● **Text segment**:
No luck so far reproducing this problem. So next I will ask that you enable one instrumentation at a time until we pinpoint the one is generating a an Evrent with a BigNum (BigDecimal) that is incompatible with the google protobuf 4.29.

arielvalentin avatar Feb 01 '25 04:02 arielvalentin

@dazuma do you know anyone on the protobuf team that could help investigate this problem?

arielvalentin avatar Feb 21 '25 13:02 arielvalentin

I don't think this original issue is the same problem. But I just encountered this error with the sidekiq instrumentation, which (in v8) started passing millisecond integer times instead of second floats.

See https://github.com/open-telemetry/opentelemetry-ruby-contrib/pull/1444

dmathieu avatar Mar 12 '25 09:03 dmathieu

I had this same problem because I was passing nanos as an integer which were assumed seconds and then multiplied to overflow this value. The docs at https://www.rubydoc.info/gems/opentelemetry-api/OpenTelemetry/Trace/Tracer#in_span-instance_method clearly state for start_timestamp:

start_timestamp (optional Integer) (defaults to: nil) — nanoseconds since Epoch

But that's inaccurate, it actually expects Time or Float of seconds or similar. I opened #1841.

cretz avatar Apr 22 '25 22:04 cretz

● **Raw data**:
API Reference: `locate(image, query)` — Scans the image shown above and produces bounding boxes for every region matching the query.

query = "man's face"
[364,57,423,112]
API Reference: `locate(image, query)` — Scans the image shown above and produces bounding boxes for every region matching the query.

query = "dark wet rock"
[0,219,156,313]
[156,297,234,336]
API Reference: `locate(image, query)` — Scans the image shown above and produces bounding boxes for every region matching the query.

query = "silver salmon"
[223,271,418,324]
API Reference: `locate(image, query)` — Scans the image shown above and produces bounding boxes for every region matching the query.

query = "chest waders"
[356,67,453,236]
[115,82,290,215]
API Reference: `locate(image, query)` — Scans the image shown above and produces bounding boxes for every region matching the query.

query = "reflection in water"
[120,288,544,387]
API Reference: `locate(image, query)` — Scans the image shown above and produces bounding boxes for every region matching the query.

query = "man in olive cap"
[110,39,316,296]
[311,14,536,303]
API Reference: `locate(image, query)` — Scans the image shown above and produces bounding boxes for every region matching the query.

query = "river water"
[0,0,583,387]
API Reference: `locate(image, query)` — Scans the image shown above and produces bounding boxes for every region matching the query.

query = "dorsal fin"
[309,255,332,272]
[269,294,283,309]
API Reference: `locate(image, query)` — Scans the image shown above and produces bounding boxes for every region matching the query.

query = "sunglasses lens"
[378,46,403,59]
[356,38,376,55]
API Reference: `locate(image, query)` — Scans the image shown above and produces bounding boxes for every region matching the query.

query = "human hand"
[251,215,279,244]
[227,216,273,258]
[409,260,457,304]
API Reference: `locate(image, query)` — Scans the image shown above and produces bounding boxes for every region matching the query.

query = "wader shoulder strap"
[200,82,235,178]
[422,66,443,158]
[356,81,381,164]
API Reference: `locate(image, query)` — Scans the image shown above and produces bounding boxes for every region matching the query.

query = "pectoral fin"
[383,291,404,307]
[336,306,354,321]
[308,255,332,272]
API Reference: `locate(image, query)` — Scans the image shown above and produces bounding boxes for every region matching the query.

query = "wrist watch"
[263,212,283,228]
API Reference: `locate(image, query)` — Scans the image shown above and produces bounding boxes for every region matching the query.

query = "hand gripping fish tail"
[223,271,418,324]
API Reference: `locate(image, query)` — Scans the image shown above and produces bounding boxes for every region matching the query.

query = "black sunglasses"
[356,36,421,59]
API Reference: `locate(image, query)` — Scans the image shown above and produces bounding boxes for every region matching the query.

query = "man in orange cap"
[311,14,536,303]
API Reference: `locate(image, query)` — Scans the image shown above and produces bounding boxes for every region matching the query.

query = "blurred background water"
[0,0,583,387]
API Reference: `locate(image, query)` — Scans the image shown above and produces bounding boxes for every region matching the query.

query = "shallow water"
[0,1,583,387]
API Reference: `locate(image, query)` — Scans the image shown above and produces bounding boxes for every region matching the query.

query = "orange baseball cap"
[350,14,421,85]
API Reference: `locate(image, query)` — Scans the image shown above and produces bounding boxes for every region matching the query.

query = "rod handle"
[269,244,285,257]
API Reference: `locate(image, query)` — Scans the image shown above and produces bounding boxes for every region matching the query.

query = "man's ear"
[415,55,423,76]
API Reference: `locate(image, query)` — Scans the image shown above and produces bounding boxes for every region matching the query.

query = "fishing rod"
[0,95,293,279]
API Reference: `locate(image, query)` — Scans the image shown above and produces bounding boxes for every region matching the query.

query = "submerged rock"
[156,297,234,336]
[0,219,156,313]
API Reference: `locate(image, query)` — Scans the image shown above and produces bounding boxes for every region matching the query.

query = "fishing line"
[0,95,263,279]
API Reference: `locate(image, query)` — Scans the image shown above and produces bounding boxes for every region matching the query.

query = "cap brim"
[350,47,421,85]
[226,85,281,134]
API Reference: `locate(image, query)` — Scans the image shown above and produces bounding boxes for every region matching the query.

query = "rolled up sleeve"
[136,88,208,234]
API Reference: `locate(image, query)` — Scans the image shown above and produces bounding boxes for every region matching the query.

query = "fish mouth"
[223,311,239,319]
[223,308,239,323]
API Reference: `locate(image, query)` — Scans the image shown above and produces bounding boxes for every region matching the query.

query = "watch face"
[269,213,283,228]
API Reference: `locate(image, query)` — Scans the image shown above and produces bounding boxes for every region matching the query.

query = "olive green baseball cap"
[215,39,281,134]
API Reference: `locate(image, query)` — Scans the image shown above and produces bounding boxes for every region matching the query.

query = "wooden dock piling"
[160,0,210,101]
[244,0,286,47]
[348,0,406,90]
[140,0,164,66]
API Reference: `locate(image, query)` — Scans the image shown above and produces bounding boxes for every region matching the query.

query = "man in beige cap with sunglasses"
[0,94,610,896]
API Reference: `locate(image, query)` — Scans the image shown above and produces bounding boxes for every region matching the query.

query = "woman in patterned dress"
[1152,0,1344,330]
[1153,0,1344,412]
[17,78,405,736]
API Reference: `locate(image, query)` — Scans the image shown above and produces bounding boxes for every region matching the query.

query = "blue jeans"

● **Given task 1**: For each statement, say yes or no to whether the issue thread agrees with it, and quote the words from the thread that decide it. (a) In v8, the sidekiq instrumentation began passing millisecond integer times instead of second floats. (b) The docs give zero as the default for start_timestamp. (c) The first comment reports that the problem was reproduced.
● **Given task 2**: Render the rows as a Markdown table with the columns Nr and Line. Cover the stretch from the start of the rows through the line containing "[356,38,376,55]", number each line, and leave out blank lines.
The issue thread and the rows are unrelated to each other.

● **Exercise solution 1**:
(a) Yes: "which (in v8) started passing millisecond integer times instead of second floats."
(b) No: "(defaults to: nil)"
(c) No: "No luck so far reproducing this problem."

● **Exercise solution 2**:
| Nr | Line |
|---|---|
| 1 | API Reference: `locate(image, query)` — Scans the image shown above and produces bounding boxes for every region matching the query. |
| 2 | query = "man's face" |
| 3 | [364,57,423,112] |
| 4 | API Reference: `locate(image, query)` — Scans the image shown above and produces bounding boxes for every region matching the query. |
| 5 | query = "dark wet rock" |
| 6 | [0,219,156,313] |
| 7 | [156,297,234,336] |
| 8 | API Reference: `locate(image, query)` — Scans the image shown above and produces bounding boxes for every region matching the query. |
| 9 | query = "silver salmon" |
| 10 | [223,271,418,324] |
| 11 | API Reference: `locate(image, query)` — Scans the image shown above and produces bounding boxes for every region matching the query. |
| 12 | query = "chest waders" |
| 13 | [356,67,453,236] |
| 14 | [115,82,290,215] |
| 15 | API Reference: `locate(image, query)` — Scans the image shown above and produces bounding boxes for every region matching the query. |
| 16 | query = "reflection in water" |
| 17 | [120,288,544,387] |
| 18 | API Reference: `locate(image, query)` — Scans the image shown above and produces bounding boxes for every region matching the query. |
| 19 | query = "man in olive cap" |
| 20 | [110,39,316,296] |
| 21 | [311,14,536,303] |
| 22 | API Reference: `locate(image, query)` — Scans the image shown above and produces bounding boxes for every region matching the query. |
| 23 | query = "river water" |
| 24 | [0,0,583,387] |
| 25 | API Reference: `locate(image, query)` — Scans the image shown above and produces bounding boxes for every region matching the query. |
| 26 | query = "dorsal fin" |
| 27 | [309,255,332,272] |
| 28 | [269,294,283,309] |
| 29 | API Reference: `locate(image, query)` — Scans the image shown above and produces bounding boxes for every region matching the query. |
| 30 | query = "sunglasses lens" |
| 31 | [378,46,403,59] |
| 32 | [356,38,376,55] |